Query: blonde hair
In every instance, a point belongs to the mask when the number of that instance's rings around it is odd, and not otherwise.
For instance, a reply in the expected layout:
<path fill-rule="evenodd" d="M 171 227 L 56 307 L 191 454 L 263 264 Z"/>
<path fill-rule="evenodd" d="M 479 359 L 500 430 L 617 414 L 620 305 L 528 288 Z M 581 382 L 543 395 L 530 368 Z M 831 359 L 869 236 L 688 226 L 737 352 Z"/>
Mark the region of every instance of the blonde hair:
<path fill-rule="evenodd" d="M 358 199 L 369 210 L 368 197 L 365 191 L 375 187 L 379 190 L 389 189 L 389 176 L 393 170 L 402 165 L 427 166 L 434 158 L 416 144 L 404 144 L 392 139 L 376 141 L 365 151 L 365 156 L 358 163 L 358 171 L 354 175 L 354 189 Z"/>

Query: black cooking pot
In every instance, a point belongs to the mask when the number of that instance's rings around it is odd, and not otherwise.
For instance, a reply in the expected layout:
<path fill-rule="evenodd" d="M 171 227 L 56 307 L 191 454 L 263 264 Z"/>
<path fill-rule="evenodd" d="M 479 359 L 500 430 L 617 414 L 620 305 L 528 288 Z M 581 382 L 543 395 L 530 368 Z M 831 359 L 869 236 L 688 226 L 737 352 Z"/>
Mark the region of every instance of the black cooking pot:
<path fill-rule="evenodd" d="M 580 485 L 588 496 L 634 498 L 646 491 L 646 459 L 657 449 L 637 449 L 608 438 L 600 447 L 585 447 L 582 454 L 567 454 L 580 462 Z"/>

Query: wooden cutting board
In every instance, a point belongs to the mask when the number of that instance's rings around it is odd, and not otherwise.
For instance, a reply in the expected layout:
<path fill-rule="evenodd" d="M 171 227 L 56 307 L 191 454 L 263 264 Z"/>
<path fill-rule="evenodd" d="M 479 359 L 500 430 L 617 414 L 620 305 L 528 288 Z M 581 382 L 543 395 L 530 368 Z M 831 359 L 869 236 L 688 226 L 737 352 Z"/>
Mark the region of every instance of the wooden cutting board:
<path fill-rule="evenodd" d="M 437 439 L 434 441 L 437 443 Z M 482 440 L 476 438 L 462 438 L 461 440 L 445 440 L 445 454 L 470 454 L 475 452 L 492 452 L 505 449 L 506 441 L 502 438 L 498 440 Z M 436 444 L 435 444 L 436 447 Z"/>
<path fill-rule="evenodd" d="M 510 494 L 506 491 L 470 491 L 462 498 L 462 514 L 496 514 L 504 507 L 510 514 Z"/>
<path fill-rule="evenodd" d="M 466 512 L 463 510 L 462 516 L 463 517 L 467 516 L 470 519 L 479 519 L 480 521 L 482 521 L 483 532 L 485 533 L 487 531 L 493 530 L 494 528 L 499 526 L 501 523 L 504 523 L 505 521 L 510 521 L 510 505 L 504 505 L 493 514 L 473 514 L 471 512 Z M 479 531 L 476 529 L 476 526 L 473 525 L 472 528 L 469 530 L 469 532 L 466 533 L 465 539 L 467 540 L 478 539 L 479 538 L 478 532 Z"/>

◆ ◆ ◆ ◆ ◆

Copy out, from the material above, each line where the word "Query" is present.

**SOLUTION:**
Query: blonde hair
Query: black cooking pot
Query: wooden cutting board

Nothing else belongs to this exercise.